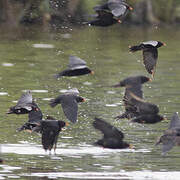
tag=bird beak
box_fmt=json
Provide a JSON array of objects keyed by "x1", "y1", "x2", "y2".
[
  {"x1": 65, "y1": 122, "x2": 69, "y2": 126},
  {"x1": 117, "y1": 19, "x2": 122, "y2": 23},
  {"x1": 6, "y1": 109, "x2": 13, "y2": 114},
  {"x1": 91, "y1": 71, "x2": 94, "y2": 75},
  {"x1": 148, "y1": 78, "x2": 153, "y2": 82},
  {"x1": 129, "y1": 7, "x2": 133, "y2": 11},
  {"x1": 82, "y1": 98, "x2": 86, "y2": 102},
  {"x1": 129, "y1": 144, "x2": 134, "y2": 149},
  {"x1": 163, "y1": 43, "x2": 166, "y2": 46},
  {"x1": 25, "y1": 129, "x2": 33, "y2": 133},
  {"x1": 163, "y1": 117, "x2": 167, "y2": 120}
]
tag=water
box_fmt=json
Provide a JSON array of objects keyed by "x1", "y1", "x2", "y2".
[{"x1": 0, "y1": 25, "x2": 180, "y2": 179}]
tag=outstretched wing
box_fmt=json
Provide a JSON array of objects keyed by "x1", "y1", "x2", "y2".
= = = =
→ **The task**
In your copy of the listing above, every line must match exactly and no picture may appear.

→ **Task answer**
tag=bird beak
box_fmt=json
Provide a JSON array of objects keyed by "x1", "y1", "x2", "y2".
[
  {"x1": 65, "y1": 122, "x2": 69, "y2": 126},
  {"x1": 117, "y1": 19, "x2": 122, "y2": 23},
  {"x1": 6, "y1": 109, "x2": 13, "y2": 114},
  {"x1": 91, "y1": 71, "x2": 94, "y2": 75},
  {"x1": 148, "y1": 78, "x2": 153, "y2": 82},
  {"x1": 129, "y1": 7, "x2": 133, "y2": 11},
  {"x1": 82, "y1": 98, "x2": 86, "y2": 102},
  {"x1": 129, "y1": 144, "x2": 134, "y2": 149},
  {"x1": 163, "y1": 43, "x2": 166, "y2": 46},
  {"x1": 25, "y1": 129, "x2": 33, "y2": 133},
  {"x1": 163, "y1": 117, "x2": 167, "y2": 120}
]
tag=water
box_fmt=json
Provide a JSON array of objects keyed by "x1", "y1", "x2", "y2".
[{"x1": 0, "y1": 25, "x2": 180, "y2": 179}]
tag=outstretched wing
box_fmt=json
Provide a JSON array of objects keyed by "x1", "y1", "x2", "y2".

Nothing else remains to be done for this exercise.